***** MATERIAL FOR THIS TASK
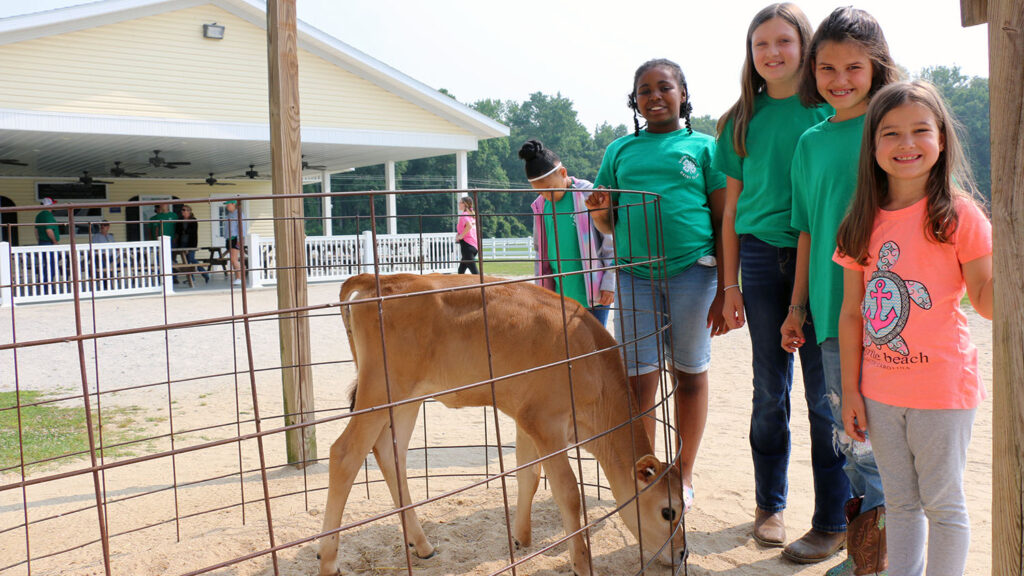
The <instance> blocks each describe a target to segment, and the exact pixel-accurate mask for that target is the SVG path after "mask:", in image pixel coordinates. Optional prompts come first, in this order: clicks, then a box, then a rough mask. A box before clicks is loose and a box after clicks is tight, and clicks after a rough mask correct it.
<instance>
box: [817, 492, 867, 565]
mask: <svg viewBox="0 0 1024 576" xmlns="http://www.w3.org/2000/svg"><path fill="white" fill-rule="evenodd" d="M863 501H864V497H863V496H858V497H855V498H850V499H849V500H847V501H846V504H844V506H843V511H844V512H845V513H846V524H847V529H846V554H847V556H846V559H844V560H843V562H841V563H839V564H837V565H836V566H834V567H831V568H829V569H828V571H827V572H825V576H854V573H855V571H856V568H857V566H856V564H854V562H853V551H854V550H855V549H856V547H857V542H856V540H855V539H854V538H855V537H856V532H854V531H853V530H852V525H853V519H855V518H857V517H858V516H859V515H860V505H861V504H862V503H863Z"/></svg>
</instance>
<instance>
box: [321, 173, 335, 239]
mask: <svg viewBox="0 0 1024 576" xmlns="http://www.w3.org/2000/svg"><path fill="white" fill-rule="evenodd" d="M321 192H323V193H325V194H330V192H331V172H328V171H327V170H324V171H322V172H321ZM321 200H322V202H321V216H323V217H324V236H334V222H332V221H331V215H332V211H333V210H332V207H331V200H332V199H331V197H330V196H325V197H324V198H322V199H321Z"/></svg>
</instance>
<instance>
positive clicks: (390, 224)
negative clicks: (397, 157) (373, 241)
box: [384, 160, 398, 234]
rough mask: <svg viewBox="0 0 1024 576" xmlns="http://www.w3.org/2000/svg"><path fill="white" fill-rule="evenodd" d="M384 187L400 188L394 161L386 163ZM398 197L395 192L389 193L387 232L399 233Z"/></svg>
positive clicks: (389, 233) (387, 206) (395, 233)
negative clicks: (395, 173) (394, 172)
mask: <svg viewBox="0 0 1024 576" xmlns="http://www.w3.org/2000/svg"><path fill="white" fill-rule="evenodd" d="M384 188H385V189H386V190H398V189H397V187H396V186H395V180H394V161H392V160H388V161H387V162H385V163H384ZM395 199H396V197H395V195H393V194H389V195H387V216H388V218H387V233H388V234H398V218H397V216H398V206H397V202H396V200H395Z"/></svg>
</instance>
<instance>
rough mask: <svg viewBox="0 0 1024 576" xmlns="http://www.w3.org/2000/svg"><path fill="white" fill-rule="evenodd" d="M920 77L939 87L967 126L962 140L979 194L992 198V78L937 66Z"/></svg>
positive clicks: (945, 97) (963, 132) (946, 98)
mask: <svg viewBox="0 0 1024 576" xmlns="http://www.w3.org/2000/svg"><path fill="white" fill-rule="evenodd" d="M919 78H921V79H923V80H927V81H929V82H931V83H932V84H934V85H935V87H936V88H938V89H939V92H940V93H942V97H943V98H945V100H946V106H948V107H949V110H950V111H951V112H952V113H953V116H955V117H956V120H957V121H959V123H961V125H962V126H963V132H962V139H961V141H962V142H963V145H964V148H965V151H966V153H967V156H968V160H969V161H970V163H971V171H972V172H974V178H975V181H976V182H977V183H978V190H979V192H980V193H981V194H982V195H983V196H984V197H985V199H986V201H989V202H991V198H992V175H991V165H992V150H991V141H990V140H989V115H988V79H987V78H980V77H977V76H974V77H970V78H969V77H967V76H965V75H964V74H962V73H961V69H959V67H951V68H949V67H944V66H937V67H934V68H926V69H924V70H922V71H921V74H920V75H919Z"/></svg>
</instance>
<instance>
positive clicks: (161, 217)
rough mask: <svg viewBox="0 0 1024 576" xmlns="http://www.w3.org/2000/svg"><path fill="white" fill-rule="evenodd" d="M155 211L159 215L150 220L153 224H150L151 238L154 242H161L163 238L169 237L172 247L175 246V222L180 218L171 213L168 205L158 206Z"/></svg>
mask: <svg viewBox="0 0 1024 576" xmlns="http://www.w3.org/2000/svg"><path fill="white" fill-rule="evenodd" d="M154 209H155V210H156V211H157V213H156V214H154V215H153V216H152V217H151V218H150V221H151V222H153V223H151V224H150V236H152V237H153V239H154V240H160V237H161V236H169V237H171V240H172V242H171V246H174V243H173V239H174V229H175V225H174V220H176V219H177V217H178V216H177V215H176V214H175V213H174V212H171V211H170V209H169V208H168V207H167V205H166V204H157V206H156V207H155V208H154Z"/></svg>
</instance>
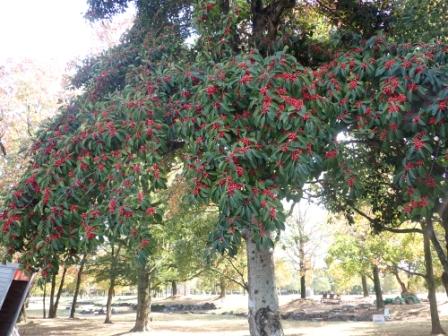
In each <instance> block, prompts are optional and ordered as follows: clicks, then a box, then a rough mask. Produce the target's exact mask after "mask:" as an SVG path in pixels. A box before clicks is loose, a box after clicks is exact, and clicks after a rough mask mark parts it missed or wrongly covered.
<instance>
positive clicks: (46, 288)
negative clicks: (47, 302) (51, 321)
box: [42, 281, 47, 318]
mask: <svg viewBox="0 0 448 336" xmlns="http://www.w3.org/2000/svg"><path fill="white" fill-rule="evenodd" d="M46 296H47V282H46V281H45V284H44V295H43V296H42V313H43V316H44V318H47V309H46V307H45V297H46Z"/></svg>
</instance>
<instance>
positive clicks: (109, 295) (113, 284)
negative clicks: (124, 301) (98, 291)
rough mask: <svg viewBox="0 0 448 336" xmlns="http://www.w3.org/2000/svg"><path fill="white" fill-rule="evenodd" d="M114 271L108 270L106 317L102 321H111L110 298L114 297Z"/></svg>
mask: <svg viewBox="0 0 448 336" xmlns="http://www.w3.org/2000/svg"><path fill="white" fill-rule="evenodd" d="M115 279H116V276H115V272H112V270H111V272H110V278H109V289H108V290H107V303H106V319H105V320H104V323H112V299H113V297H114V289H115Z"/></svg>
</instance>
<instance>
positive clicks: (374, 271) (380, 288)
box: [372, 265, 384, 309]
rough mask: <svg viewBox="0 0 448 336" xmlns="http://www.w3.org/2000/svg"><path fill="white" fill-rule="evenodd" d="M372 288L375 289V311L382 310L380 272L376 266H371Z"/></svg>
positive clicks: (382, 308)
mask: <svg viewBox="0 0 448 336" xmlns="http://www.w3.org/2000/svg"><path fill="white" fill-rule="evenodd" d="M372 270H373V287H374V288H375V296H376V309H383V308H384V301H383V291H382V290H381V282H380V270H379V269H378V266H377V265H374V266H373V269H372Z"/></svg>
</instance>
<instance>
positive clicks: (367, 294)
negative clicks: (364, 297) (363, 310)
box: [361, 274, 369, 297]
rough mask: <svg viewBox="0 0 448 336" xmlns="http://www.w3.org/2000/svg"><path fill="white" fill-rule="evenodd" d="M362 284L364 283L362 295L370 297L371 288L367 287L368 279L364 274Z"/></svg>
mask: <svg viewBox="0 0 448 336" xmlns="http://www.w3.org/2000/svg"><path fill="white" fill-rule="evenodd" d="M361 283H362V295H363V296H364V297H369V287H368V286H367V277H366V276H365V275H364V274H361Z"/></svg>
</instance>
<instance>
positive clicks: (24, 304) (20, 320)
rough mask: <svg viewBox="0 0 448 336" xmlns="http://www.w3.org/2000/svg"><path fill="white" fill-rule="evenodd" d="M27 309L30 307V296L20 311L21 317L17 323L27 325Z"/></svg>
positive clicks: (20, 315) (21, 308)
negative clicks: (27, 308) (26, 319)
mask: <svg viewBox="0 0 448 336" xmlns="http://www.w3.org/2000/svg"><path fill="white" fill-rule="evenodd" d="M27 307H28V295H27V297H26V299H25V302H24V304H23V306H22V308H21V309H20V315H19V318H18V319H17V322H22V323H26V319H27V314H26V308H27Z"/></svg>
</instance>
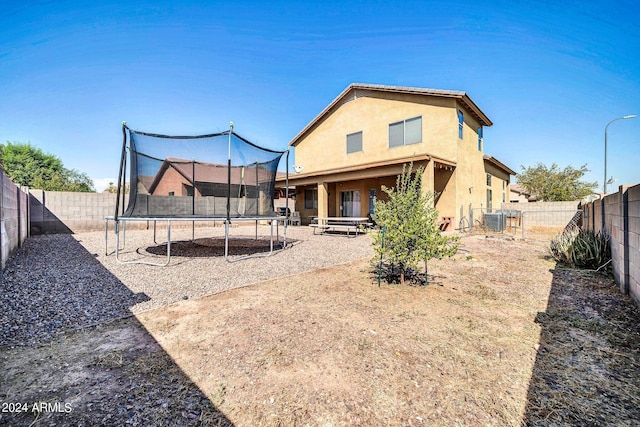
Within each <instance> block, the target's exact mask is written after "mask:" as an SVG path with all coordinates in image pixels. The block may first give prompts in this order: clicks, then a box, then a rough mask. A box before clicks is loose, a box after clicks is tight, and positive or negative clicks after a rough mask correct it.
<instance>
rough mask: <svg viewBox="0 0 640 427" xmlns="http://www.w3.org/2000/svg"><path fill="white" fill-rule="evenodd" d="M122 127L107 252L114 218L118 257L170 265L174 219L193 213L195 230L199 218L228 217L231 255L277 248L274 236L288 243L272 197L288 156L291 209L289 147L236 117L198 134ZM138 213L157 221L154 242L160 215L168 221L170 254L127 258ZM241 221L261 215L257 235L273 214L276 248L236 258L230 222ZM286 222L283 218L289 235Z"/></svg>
**********
REQUIRED WORK -> Which lines above run from the one containing "77L939 87L967 126L962" to the one containing "positive clicks: (161, 217)"? Give them again exactly, both ends included.

ANSWER SPACE ->
rough mask: <svg viewBox="0 0 1024 576" xmlns="http://www.w3.org/2000/svg"><path fill="white" fill-rule="evenodd" d="M920 77L939 87L967 126L962 140L979 194L992 198V78L937 66Z"/></svg>
positive clicks: (945, 97) (963, 132) (946, 98)
mask: <svg viewBox="0 0 1024 576" xmlns="http://www.w3.org/2000/svg"><path fill="white" fill-rule="evenodd" d="M919 78H921V79H923V80H927V81H929V82H931V83H932V84H934V85H935V87H936V88H938V89H939V92H940V93H942V97H943V98H945V100H946V106H948V107H949V110H950V111H951V112H952V113H953V116H955V117H956V120H957V121H959V123H961V125H962V126H963V132H962V139H961V141H962V142H963V145H964V148H965V151H966V153H967V156H968V160H969V161H970V163H971V171H972V172H974V178H975V181H976V182H977V183H978V190H979V192H980V193H981V194H982V195H983V196H984V197H985V199H986V201H989V202H991V198H992V175H991V165H992V150H991V141H990V140H989V115H988V79H987V78H980V77H977V76H974V77H970V78H969V77H967V76H965V75H964V74H962V73H961V69H959V67H951V68H949V67H944V66H937V67H934V68H926V69H924V70H922V71H921V74H920V75H919Z"/></svg>
</instance>
<instance>
positive clicks: (161, 217)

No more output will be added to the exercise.